_Records to use_:
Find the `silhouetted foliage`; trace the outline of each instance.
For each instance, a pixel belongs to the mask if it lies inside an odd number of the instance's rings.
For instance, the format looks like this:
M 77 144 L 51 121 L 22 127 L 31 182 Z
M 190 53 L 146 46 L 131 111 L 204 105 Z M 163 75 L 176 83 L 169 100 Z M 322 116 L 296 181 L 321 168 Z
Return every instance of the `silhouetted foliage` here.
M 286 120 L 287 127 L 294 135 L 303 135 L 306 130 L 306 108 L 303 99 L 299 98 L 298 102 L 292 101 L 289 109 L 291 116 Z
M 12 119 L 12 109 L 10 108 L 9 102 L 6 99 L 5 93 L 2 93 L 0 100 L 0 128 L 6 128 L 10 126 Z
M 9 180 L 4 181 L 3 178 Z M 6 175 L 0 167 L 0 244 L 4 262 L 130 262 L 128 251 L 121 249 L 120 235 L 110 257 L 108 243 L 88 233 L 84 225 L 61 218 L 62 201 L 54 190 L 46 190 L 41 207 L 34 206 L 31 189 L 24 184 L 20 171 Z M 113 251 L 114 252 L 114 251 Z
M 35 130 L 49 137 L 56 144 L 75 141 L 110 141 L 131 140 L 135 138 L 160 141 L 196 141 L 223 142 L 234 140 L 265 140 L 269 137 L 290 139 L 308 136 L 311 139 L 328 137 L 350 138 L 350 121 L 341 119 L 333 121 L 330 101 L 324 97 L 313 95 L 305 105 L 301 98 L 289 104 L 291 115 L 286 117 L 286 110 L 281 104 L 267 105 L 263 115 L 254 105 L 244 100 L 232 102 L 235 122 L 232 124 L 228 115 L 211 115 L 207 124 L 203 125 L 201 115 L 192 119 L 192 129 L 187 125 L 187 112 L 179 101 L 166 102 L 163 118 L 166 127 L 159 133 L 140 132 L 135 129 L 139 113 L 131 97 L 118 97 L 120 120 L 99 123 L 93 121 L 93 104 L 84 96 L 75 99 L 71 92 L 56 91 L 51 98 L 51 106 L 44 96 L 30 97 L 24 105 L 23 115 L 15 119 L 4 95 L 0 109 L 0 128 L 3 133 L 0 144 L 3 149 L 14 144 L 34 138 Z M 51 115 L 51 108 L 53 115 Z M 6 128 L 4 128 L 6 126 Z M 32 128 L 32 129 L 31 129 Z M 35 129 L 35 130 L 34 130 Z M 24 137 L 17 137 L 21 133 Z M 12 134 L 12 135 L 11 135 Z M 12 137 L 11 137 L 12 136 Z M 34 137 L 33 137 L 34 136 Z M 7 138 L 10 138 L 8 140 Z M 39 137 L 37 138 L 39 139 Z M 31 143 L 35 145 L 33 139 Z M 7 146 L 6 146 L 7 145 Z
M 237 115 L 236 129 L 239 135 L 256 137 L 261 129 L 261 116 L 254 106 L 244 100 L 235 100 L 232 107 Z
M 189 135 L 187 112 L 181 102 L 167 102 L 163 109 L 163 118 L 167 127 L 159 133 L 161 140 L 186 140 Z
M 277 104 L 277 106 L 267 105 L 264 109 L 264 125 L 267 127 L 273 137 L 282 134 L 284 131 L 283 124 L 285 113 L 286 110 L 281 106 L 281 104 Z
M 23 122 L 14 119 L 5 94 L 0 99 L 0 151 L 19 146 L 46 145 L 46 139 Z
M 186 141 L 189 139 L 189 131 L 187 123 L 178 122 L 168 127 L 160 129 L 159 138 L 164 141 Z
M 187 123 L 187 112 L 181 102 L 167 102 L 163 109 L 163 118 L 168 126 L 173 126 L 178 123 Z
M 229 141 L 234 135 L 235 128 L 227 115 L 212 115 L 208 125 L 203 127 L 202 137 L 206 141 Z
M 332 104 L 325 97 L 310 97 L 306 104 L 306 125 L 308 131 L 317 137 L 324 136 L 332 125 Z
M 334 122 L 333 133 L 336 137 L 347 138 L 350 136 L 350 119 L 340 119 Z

_Exercise description_:
When a line in the material above includes "each", report that line by copying it.

_Solution to this task_:
Find the `silhouetted foliage`; trace the outline of each instance.
For each instance, a pixel belongs to the mask if it lies inside an odd number of the instance's rings.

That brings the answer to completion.